═════ MATERIAL PROVIDED ═════

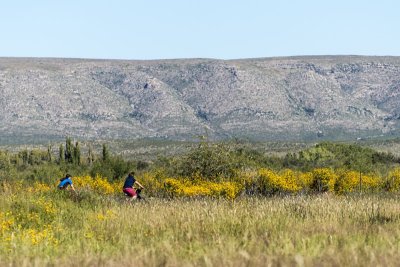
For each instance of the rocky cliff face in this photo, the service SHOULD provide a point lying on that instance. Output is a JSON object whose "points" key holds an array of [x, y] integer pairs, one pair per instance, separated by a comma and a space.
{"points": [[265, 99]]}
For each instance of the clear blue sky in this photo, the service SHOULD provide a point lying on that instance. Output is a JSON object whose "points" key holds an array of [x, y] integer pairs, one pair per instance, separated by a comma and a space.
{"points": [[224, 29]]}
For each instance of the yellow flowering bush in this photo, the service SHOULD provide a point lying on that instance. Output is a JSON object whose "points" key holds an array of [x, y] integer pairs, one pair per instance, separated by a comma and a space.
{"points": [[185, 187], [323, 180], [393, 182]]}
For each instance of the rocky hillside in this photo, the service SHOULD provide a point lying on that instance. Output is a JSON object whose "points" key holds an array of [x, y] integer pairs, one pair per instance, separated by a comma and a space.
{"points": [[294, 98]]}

═════
═════ MATERIAL PROVIDED ═════

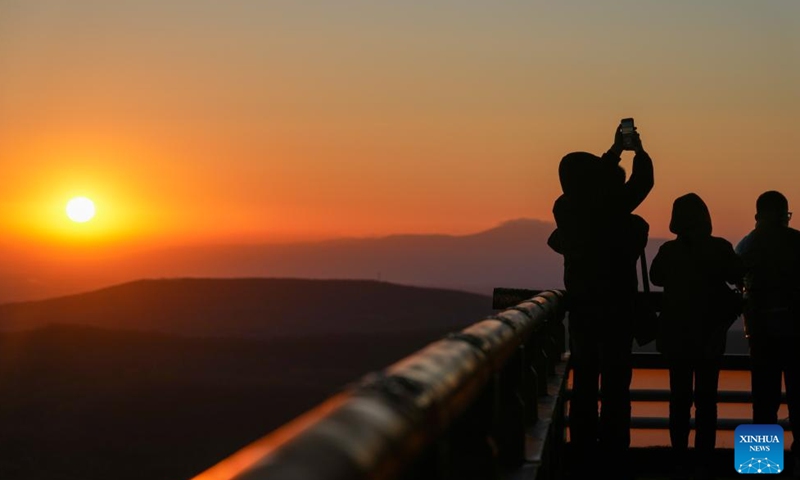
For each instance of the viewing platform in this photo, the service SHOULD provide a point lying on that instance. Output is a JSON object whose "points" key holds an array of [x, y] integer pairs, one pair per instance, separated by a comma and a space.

═════

» PROBLEM DESCRIPTION
Gather every line of the records that contains the word "rocky", and copy each one out in full.

» OUTPUT
For each instance of the rocky cliff face in this photo, the service SHOULD provide a point lying on that instance. Output is a JSON object whose "points" key holds an array of [x, y] integer pairs, one pair per instance, separated by a comma and a space.
For each instance of the rocky hillside in this photo, the service SHOULD provide a point lying on that instance. Output is a JSON object whose "points" key holds an array of [x, y] integer pairs, one pair per instance, separated by a comma and a space.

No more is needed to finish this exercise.